### 所示文本
Spark由宽依赖创建Stage过程源码解读

我们来探讨一下Spark创建Stage的源码过程。

首先，下面我提供一个很简单的测试。我们将一个List经过了两次map和一次reduceByKey后的RDD用collect执行。

object TransTest {
  def main(args: Array[String]): Unit = {
    val conf = new SparkConf().setMaster("local").setAppName("TransTest")
    val sparkContext = new SparkContext(conf)

    val rdd =
      sparkContext.makeRDD(List(
        ("a",1),("a",2),("c",3),
        ("b",4),("c",5),("c",6)
      ),1)

    val rdd1 = rdd.map(x => {
      (x._1, x._2 + 1)
    })
    val rdd2 = rdd1.map(x => {
      (x._1, x._2 + 1)
    })
    val resultRDD = rdd2.reduceByKey(_+_)

    resultRDD.collect().foreach(println)
  }
}

当我们在spark调用行动算子时（此处以collect为例），就会创建一个Job。可以看到，这里有一个runJob方法创建Job。

  def collect(): Array[T] = withScope {
    val results = sc.runJob(this, (iter: Iterator[T]) => iter.toArray)
    Array.concat(results: _*)
  }

我们进入这个runJob，发现里面还有runJob，我们就一直进入。

 def runJob[T, U: ClassTag](rdd: RDD[T], func: Iterator[T] => U): Array[U] = {
   runJob(rdd, func, 0 until rdd.partitions.length)
 }

  def runJob[T, U: ClassTag](
      rdd: RDD[T],
      func: Iterator[T] => U,
      partitions: Seq[Int]): Array[U] = {
    val cleanedFunc = clean(func)
    runJob(rdd, (ctx: TaskContext, it: Iterator[T]) => cleanedFunc(it), partitions)
  }

  def runJob[T, U: ClassTag](
      rdd: RDD[T],
      func: (TaskContext, Iterator[T]) => U,
      partitions: Seq[Int]): Array[U] = {
    val results = new Array[U](partitions.size)
    runJob[T, U](rdd, func, partitions, (index, res) => results(index) = res)
    results
  }

这里进入了dagScheduler.runJob的runJob了，意味着开始做dag调度了。

  def runJob[T, U: ClassTag](
      rdd: RDD[T],
      func: (TaskContext, Iterator[T]) => U,
      partitions: Seq[Int],
      resultHandler: (Int, U) => Unit): Unit = {
    if (stopped.get()) {
      throw new IllegalStateException("SparkContext has been shutdown")
    }
    val callSite = getCallSite
    val cleanedFunc = clean(func)
    logInfo("Starting job: " + callSite.shortForm)
    if (conf.getBoolean("spark.logLineage", false)) {
      logInfo("RDD's recursive dependencies:n" + rdd.toDebugString)
    }
    dagScheduler.runJob(rdd, cleanedFunc, partitions, callSite, resultHandler, localProperties.get)
    progressBar.foreach(_.finishAll())
    rdd.doCheckpoint()
  }

进来后进入submitJob。

  def runJob[T, U](
      rdd: RDD[T],
      func: (TaskContext, Iterator[T]) => U,
      partitions: Seq[Int],
      callSite: CallSite,
      resultHandler: (Int, U) => Unit,
      properties: Properties): Unit = {
    val start = System.nanoTime
    val waiter = submitJob(rdd, func, partitions, callSite, resultHandler, properties)
    ThreadUtils.awaitReady(waiter.completionFuture, Duration.Inf)
######
### 数据摘录
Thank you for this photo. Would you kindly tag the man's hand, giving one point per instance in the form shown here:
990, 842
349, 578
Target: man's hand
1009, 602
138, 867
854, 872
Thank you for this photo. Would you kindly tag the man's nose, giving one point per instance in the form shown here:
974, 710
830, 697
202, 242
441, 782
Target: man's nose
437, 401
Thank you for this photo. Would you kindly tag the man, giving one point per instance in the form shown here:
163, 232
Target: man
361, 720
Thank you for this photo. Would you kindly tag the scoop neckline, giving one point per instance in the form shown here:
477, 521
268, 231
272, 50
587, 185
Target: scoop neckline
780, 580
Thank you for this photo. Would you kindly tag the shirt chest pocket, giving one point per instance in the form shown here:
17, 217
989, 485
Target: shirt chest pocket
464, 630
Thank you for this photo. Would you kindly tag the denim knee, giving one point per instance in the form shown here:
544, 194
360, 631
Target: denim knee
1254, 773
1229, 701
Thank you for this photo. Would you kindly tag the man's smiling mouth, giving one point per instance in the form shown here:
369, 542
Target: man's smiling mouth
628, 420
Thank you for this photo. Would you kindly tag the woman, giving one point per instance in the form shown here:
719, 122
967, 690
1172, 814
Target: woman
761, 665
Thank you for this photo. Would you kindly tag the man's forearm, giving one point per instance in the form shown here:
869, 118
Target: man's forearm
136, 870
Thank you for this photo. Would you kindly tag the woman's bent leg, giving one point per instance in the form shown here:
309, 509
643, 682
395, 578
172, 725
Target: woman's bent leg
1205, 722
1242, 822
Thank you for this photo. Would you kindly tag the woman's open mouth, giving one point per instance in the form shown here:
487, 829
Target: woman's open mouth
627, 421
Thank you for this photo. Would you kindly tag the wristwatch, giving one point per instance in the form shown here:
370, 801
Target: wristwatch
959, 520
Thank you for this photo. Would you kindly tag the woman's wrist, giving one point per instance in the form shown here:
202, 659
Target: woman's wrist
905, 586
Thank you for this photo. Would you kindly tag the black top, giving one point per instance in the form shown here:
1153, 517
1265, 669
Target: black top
######
任务要求 - 在讲解Spark创建Stage源码的文本中，调用行动算子时会创建什么？ 这些记录取自另一来源。

任务解答 - 会创建一个Job。